● EXCERPTED PASSAGE
⟨

The 53-year-old Tymoshenko was born in the country’s eastern city Dnepropetrovsk, where she studied management and economics at a local university. Following the breakup of the Soviet Union, she worked as a manager at several companies in the petroleum and energy industries.
She entered politics in 1997, serving as a deputy in parliament. She quickly rose to become a major political figure, founding the Fatherland party in 1999.
In 2001, Tymoshenko founded a group of opposition parties, later renamed the Yulia Tymoshenko Bloc, winning more than 20 seats in parliament in elections in 2002.
In 2004 she helped form a coalition of parties, the Force of the People, which was to play a major role in the country’s Orange Revolution that began later that year.
Following the unrest of the Orange Revolution, she was catapulted to the post of Prime Minister under President Viktor Yushchenko, who less than a year later dismissed her over accusations that she had used her post to promoted business interests.
In 2006, Tymoshenko switched to the role of opposition leader. Her group of parties took nearly a third of the 2007 parliamentary vote, forming the “orange coalition” that held a parliamentary majority with Tymoshenko serving as prime minister.
In 2010, Tymoshenko announced a presidential run, in which she narrowly lost to Viktor Yanukovych. She was dismissed as prime minister a month later, again rejoining the opposition.
Tymoshenko was repeatedly involved in a series of criminal cases surrounding the embezzlement of state funds, smuggling, bribery and tax evasion. In a case concerning the gas deal she negotiated with Russia while prime minister she was convicted and sentenced to seven years imprisonment.
She began her sentence at a prison in the eastern city of Kharkov in late 2011, but in May 2012 she was relocated to a hospital in the city after being diagnosed with a slipped disc.
In October 2012 she initiated a hunger strike to protest against election fraud.
She was set free in February following the nationalist coup that ousted President Viktor Yanukovych.
She and her husband married in 1979 and have one daughter, Yevhenia, who marred British rock star Sean Carr in 2005 before divorcing six years later.

⟩

[Stored data]
⟨

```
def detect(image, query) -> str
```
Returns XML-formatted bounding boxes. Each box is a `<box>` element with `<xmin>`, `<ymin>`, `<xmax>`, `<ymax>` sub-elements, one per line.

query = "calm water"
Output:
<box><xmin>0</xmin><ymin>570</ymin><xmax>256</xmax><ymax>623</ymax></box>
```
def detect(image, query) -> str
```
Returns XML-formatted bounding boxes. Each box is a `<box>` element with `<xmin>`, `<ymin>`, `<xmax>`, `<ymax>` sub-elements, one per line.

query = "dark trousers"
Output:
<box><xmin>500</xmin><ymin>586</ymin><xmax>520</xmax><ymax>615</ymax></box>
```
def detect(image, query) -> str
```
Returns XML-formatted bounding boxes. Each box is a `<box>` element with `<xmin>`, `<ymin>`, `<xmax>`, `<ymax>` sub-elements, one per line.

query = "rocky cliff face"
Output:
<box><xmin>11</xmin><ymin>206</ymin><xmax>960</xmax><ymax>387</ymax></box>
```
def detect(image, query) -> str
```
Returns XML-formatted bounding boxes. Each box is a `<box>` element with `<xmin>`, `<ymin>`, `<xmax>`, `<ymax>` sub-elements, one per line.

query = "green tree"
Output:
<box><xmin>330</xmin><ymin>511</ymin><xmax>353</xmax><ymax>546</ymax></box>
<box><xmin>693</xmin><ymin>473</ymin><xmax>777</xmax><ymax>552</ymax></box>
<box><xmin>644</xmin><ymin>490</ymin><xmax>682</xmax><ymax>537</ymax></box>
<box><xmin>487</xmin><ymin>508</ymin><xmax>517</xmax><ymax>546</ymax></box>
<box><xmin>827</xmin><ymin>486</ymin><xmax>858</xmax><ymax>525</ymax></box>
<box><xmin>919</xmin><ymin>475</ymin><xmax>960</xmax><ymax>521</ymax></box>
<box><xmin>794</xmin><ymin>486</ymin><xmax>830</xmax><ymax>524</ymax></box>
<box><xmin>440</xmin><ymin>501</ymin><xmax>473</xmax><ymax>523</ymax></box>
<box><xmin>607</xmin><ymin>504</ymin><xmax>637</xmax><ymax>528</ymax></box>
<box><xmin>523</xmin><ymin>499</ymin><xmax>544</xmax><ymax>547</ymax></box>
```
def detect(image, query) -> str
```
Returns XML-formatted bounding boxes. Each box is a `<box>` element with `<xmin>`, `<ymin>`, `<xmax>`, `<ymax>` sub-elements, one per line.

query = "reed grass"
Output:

⟩

● YOUR GOAL
Extend the Tymoshenko biography with new sentences that pick up after its last one. The items can be set aside, since none of them is needed.

● EXERCISE RESULT
The Batkyvshchyna (Fatherland) party was formed from a merger of several opposition parties. It advocates a pro-European stance, with at times nationalist leanings, such as calling mass starvations in Ukraine during Soviet rule in the 1930s a targeted genocide against the Ukrainian people, despite victims of the famine not being limited to Ukraine.
Petro A. Poroshenko has been named by Ukraine’s Udar party as its candidate for the upcoming presidential elections.
The 48-year-old Poroshenko was born in 1965 in Ukraine’s southwestern Odessa Region, graduating with a degree in international economics from a university in Kiev in 1989.
He served in a series of managerial positions in businesses in the 1990s, including as general director of the investment house Ukrprominvest.
Poroshenko began his political career in 1998, serving as a deputy in the country’s parliament. In 2000 he founded his own party, Solidarity, which he chaired until 2002.
In 2003, he launched the first dedicated news channel in Ukraine, Channel 5, which became a major outlet for opposition views.
Poroshenko was one of the closest allies of Viktor Yushchenko during the Orange Revolution in 2004.
He held a series of senior government posts thereafter, including serving as Foreign Minister. He resigned in 2011 along with the entire government of Yulia Tymoshenko following the election of Viktor Yanukovych to the presidency.
In 2012 he was appointed Minister of Economic Development and Trade.
An author of several books and academic publications in economics, Poroshenko is one of the richest people in Ukraine. Forbes estimated his net worth at $1.3 billion earlier this year, with the majority of his assets stemming from Ukrprominvest, run by his father, which owns shares in dozens of large companies.
Poroshenko is married and has four children.
The UDAR party (Ukrainian Democratic Alliance for Reform) is led by former boxer Vitali Klitschko – who pulled out of the race and backed Poroshenko – and advocates a pro-Europe and anti-corruption position.